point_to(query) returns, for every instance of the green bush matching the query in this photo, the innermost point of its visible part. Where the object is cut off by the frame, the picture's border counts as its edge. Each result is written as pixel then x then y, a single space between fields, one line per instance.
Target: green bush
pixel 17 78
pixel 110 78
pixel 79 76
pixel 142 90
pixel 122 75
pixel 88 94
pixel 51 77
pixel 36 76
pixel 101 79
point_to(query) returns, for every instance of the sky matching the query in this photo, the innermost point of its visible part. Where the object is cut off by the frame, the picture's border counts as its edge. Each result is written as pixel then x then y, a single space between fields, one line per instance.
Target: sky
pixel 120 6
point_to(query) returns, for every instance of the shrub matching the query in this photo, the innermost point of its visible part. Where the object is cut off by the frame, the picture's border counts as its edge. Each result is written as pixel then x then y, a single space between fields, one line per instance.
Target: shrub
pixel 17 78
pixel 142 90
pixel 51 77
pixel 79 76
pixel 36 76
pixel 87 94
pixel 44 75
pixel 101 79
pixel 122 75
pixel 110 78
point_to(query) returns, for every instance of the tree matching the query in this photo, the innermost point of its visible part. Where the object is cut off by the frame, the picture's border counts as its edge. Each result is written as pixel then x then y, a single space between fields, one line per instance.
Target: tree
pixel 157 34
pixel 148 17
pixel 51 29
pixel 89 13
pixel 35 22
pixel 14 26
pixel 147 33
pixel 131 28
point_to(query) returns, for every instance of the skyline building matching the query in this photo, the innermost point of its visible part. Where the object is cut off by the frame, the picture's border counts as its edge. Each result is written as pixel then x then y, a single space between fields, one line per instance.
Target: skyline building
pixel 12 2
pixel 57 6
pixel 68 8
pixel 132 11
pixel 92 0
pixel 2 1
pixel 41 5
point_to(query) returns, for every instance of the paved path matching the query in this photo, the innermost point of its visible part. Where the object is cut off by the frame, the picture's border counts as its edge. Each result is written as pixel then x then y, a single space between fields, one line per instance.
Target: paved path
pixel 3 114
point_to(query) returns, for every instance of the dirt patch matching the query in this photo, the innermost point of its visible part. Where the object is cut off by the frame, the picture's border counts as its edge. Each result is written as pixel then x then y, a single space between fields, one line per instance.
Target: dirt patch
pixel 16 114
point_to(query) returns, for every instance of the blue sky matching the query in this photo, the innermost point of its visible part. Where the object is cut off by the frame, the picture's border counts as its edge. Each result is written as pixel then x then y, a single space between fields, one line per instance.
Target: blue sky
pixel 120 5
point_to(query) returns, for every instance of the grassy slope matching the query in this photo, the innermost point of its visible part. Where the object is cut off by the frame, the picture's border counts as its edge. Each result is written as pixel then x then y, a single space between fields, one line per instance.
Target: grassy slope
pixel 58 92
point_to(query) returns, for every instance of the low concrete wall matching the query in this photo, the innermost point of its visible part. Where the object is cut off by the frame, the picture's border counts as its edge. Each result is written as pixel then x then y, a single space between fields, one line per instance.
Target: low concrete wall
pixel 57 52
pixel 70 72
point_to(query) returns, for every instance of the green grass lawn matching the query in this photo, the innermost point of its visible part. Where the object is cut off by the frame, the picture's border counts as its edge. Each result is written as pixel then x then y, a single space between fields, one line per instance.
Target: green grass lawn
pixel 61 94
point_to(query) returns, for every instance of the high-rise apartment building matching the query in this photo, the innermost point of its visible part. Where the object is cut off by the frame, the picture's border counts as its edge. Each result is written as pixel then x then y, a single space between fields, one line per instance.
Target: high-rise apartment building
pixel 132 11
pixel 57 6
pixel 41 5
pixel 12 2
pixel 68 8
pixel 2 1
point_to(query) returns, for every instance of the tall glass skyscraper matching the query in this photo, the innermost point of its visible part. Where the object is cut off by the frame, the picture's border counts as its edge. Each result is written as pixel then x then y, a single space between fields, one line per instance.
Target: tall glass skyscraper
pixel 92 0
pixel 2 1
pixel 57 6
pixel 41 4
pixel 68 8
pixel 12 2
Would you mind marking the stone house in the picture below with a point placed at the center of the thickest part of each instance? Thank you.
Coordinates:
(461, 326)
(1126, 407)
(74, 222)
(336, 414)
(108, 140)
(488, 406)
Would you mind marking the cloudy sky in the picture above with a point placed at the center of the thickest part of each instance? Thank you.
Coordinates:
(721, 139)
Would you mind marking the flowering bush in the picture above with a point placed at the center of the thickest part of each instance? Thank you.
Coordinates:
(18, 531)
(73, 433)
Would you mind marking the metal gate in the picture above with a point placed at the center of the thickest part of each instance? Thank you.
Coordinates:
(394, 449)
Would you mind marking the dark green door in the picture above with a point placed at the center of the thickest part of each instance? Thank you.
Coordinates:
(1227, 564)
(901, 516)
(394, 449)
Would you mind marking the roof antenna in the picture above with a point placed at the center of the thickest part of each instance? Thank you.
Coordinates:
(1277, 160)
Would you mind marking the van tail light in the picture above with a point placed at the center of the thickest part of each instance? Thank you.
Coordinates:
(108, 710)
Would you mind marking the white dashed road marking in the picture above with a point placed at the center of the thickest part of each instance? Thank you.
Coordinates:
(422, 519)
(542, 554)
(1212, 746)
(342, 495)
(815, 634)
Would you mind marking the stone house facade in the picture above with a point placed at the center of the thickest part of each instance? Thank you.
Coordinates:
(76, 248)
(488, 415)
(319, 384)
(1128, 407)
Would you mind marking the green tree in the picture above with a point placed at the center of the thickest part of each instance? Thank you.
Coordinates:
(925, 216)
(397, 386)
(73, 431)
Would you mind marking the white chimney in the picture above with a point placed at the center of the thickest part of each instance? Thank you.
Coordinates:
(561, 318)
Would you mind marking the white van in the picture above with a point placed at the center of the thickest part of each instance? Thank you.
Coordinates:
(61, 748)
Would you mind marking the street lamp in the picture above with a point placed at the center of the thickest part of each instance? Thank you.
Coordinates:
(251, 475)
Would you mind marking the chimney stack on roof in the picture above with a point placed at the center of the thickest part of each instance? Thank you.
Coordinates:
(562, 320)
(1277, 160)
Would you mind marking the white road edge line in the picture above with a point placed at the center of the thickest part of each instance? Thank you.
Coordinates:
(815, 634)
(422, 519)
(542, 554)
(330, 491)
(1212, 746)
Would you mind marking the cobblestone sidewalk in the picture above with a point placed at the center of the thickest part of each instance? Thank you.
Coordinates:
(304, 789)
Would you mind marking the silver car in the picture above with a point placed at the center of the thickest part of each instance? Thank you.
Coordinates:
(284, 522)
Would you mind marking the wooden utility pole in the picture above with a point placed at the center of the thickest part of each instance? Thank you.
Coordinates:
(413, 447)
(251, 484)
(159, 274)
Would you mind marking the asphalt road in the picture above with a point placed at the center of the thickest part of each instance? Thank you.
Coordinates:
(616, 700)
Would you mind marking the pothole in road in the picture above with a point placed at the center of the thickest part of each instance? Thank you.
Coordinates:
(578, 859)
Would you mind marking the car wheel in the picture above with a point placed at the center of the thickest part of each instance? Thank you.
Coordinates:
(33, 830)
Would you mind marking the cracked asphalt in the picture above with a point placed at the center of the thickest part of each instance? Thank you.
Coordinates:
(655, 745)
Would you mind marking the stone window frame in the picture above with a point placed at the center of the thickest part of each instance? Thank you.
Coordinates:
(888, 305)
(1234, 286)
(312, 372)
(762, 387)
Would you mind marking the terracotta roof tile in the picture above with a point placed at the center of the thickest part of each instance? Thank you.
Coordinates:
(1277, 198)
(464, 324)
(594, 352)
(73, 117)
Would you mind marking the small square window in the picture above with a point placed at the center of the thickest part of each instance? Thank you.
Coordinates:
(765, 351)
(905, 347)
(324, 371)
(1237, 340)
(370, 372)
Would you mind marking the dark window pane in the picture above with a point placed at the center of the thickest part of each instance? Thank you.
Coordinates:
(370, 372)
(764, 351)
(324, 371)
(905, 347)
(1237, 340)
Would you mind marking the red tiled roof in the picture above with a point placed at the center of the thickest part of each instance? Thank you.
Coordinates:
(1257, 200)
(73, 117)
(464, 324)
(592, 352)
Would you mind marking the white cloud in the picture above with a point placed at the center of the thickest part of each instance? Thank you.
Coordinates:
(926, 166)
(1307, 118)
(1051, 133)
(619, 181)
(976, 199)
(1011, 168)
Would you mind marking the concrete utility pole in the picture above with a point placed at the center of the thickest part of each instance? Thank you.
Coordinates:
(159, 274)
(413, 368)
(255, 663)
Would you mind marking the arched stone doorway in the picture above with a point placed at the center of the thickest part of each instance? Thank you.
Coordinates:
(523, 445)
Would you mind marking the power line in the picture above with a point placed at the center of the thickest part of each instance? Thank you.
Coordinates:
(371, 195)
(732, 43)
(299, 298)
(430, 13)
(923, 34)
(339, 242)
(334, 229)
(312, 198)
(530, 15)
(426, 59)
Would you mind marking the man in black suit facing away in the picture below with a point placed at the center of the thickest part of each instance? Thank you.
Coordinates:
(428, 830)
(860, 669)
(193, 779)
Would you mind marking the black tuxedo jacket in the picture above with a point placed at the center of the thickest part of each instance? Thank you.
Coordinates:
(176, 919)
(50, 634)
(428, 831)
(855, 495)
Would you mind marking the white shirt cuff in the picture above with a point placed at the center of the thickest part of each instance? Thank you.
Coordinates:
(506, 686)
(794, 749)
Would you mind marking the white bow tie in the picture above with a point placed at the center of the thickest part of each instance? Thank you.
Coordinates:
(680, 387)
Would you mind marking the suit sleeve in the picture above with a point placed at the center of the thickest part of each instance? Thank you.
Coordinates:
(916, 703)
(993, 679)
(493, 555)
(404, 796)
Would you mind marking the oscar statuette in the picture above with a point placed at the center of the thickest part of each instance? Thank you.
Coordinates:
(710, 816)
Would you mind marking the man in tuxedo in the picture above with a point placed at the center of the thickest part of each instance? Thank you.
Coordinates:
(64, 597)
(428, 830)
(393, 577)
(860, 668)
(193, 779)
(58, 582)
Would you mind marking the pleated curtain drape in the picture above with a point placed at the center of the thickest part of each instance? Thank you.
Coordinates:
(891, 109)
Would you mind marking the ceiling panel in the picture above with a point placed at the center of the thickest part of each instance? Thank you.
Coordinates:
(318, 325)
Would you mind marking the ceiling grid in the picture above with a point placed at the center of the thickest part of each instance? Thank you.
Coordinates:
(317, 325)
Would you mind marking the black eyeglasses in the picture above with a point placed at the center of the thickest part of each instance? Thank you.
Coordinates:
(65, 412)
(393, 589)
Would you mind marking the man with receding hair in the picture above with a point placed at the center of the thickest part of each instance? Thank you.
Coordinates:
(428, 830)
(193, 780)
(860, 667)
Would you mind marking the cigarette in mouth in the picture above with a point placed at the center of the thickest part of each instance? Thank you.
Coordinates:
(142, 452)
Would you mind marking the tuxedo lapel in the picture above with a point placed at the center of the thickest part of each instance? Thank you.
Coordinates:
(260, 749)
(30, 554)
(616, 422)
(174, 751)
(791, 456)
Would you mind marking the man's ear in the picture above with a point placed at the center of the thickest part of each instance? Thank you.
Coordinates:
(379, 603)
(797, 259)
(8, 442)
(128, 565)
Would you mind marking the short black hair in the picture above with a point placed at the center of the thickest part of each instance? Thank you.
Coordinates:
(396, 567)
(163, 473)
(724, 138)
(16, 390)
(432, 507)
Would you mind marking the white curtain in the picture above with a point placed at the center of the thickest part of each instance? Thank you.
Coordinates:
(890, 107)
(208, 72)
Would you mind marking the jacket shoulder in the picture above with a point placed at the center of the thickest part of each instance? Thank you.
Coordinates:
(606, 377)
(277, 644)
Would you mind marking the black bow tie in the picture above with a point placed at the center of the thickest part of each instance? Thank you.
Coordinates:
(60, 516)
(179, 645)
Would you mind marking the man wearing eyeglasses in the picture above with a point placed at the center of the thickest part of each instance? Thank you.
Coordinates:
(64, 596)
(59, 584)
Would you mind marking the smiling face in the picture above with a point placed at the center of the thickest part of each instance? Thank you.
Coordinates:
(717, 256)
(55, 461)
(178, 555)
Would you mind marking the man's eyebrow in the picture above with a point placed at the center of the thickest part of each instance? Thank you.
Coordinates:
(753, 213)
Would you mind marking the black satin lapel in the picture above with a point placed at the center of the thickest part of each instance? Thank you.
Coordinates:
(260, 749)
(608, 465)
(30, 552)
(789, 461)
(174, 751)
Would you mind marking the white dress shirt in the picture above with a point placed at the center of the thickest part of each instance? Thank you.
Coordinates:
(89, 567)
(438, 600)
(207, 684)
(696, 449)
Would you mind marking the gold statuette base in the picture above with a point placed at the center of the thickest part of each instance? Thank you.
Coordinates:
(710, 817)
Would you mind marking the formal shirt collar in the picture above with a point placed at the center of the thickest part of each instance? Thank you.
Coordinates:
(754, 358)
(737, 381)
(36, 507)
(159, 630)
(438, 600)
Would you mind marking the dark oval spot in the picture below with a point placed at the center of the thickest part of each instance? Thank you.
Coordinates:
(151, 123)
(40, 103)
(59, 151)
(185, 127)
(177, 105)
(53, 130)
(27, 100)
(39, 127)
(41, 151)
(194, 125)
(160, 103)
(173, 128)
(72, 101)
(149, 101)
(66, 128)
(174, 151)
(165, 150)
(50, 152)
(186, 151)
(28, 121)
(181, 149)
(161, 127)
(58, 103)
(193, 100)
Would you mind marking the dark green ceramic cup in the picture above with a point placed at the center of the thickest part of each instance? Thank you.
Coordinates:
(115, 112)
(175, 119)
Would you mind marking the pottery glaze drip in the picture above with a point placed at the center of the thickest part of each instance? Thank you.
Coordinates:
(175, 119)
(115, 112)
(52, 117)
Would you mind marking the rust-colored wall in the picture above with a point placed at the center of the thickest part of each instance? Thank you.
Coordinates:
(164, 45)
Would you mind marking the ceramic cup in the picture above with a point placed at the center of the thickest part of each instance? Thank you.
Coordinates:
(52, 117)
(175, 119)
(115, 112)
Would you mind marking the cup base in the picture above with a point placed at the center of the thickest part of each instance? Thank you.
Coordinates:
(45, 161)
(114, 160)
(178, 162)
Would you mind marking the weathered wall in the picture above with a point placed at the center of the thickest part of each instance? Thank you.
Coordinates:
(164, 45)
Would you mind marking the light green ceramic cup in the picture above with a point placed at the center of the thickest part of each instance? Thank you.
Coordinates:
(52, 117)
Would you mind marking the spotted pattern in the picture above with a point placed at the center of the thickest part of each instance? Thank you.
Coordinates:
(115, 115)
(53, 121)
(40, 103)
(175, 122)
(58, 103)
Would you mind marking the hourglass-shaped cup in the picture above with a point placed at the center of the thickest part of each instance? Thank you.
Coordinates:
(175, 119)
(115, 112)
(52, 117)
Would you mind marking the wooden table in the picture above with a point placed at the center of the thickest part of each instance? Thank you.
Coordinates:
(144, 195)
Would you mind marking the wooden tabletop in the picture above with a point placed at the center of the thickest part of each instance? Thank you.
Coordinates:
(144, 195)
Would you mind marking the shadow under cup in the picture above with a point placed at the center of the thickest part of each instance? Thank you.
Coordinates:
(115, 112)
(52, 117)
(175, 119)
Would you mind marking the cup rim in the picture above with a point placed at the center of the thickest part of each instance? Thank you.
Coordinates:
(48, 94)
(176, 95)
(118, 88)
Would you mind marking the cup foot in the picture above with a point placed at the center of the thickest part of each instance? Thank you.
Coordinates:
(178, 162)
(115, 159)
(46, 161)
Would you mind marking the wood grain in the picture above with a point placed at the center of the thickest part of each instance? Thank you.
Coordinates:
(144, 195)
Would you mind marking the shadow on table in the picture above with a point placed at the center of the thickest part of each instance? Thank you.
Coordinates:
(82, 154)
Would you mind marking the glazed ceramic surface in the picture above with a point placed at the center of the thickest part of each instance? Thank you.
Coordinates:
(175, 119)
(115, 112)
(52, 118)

::::::::

_What to do:_
The reply is to be one number, the count of lines in the records above that contain "statuette".

_Written answer:_
2